Quoted passage

● ● ● ● ● ● ●

Poll: The giving tree

May 05 2011 Published by under [Education&Careers], [Et Al]

One thing that took me a bit to get used to at my institution is the regular emails and mail fliers to give money to the institution. I can understand that the development people want to turn over every stone in their constant cash search, but ffs, really? My donation last year was the raise I didn't get.

But perhaps this is a common practice that I am unaware of. So, to the polls!

19 responses so far

  • Science Professor says:

    This post reminded me of an old incident: http://science-professor.blogspot.com/2007/04/pay-back.html

  • Patchi says:

    Private institutions depend on donations from alumni and "friends" to function and be able to give financial aid to students that can't afford the big bucks. I got a full scholarship for my undergrad, so I give back when I can. But with all these budget cuts we will start seeing a lot more fund raising campaigns at public institutions too. What I really don't understand is why charity is good but taxes are bad...

  • proflikesubstance says:

    What I really don't understand is why charity is good but taxes are bad...

    Because charity makes people feel good and is a choice. Even if we were required to donate 10% of gross income, at least people could chose where it goes.

● ● ● ● ● ● ●

Recorded data

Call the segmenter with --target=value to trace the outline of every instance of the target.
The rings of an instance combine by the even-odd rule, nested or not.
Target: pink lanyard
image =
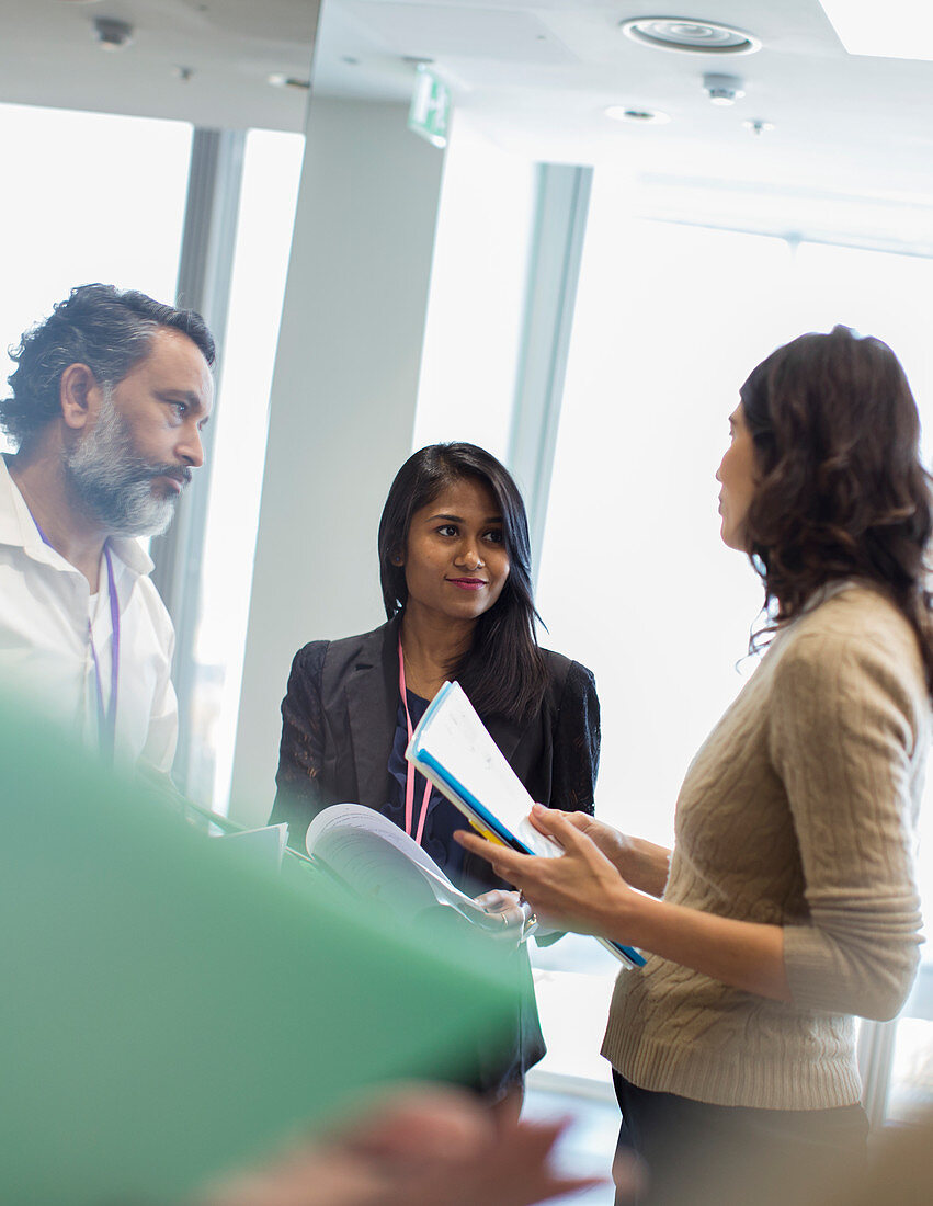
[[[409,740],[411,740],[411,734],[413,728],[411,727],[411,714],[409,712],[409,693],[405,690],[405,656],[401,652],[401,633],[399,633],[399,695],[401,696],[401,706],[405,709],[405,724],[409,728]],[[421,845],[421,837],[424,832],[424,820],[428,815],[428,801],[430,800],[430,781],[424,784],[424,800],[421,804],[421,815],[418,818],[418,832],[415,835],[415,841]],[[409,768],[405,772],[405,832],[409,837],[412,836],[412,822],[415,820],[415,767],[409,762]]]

● ● ● ● ● ● ●

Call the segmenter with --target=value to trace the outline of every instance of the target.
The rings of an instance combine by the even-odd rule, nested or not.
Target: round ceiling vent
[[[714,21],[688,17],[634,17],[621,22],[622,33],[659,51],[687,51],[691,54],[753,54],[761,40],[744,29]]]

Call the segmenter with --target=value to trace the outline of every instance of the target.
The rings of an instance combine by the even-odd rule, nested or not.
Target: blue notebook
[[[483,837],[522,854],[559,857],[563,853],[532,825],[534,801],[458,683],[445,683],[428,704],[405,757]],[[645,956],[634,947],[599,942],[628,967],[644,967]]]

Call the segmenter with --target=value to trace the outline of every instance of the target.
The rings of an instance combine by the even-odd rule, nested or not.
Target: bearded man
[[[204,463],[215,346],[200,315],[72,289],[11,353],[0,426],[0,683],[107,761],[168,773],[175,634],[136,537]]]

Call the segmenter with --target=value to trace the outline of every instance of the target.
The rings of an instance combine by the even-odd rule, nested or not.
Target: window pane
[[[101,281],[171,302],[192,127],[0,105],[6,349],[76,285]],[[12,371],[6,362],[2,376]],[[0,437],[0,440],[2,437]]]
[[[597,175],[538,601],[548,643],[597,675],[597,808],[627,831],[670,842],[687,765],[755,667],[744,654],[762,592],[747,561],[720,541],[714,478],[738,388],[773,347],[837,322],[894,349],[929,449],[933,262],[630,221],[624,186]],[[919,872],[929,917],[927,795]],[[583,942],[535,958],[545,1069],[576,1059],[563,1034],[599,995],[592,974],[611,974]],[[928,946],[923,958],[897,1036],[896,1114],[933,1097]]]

● ● ● ● ● ● ●

Exercise set
a. According to the fundraising poll post, what kind of scholarship did Patchi receive for undergraduate study?
b. Retype part of the fundraising poll post, beginning at the words "One thing that" and stopping after "to the polls!".
c. Extend the fundraising poll post from the point where it stops.

Outputs for the tasks
a. A full scholarship.

b.
One thing that took me a bit to get used to at my institution is the regular emails and mail fliers to give money to the institution. I can understand that the development people want to turn over every stone in their constant cash search, but ffs, really? My donation last year was the raise I didn't get.

But perhaps this is a common practice that I am unaware of. So, to the polls!

c.
    But, I'm not talking about giving back to an institution you went to as an undergrad or grad student, I'm talking about donating money to where you work.

  • Nat says:

    The problem I have with how some people (not directed at you PLS) frame the charity vs. taxes decision is that I often feel it's a cover to limit support to those who are like the giver, whether it's looks the same, prays the same, etc.

    That's not always the case of course, and there are plenty of ways taxes are perverted in whom they benefit.

    Besides, I feel good when I pay my taxes. As Oliver Wendell Holmes said, "I like to pay taxes. With them I buy civilization."

    Seriously though, asking your employees to contribute is somehow odious to me.

  • My contribution to the University is to tell them that they could save some money by firing everybody in the fundraising department. Your contribution, dear PLS, is called overhead. Please do not give them money, it just encourages them.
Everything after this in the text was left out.